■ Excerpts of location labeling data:
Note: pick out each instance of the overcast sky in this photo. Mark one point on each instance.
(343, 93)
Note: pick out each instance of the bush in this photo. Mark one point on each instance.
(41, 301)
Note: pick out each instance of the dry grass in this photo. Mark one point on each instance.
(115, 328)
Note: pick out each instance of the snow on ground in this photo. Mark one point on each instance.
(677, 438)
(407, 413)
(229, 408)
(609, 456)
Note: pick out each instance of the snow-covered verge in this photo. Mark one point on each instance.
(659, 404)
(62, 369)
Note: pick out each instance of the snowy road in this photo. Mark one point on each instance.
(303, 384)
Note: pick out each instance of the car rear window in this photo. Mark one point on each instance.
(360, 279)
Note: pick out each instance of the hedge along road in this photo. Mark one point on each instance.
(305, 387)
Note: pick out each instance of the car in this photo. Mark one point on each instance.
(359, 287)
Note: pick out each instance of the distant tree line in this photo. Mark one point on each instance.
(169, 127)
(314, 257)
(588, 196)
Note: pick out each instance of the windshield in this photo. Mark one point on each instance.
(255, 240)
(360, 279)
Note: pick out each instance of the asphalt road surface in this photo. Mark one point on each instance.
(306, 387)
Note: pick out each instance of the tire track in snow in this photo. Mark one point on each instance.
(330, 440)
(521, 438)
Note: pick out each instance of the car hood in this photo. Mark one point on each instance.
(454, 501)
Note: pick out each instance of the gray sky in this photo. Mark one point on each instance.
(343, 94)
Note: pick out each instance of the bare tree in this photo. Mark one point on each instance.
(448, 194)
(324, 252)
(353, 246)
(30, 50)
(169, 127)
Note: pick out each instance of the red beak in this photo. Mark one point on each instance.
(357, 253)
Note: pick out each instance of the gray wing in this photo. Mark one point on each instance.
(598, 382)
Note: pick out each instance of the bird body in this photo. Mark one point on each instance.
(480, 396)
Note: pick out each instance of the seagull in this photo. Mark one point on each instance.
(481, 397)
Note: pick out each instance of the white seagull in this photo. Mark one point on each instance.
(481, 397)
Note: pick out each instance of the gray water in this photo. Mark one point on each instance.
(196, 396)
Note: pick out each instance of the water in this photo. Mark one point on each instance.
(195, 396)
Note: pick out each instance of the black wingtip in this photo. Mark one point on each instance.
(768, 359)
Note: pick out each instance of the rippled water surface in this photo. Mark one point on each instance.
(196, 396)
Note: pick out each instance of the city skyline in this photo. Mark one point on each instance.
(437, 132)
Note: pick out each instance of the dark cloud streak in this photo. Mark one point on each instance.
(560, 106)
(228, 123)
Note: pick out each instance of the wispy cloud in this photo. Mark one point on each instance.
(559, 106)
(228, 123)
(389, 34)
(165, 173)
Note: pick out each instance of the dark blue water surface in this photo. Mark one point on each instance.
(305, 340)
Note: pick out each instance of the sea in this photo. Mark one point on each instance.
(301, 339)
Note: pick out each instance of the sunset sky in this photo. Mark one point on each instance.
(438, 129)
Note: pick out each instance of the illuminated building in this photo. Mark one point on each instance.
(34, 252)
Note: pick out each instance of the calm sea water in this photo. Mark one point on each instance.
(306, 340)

■ Work to complete: Give again, word for word, every line from the one holding "Note: pick out each instance of the dark cloud" to the end of the data.

■ Written solution:
Note: pick out each instance of the dark cloud streak in this photo. Mark one point on each instance.
(560, 106)
(228, 123)
Note: pick out each instance of the wispy cloud in this photo. Mark one point on each instance.
(559, 106)
(228, 123)
(389, 34)
(165, 173)
Note: pick out each instance of the dark blue water surface in this photo. Mark one point on each instance.
(305, 340)
Note: pick out each instance of the sea in this photo. Mark one point on each instance.
(301, 339)
Note: pick out each instance of the sunset sky in this photo. Mark one point on each instance.
(438, 129)
Note: pick out each instance of the illuminated building in this photo. Mark one point on each instance.
(34, 252)
Note: pick out each instance of the calm sea water in this photo. Mark one point on each instance.
(306, 340)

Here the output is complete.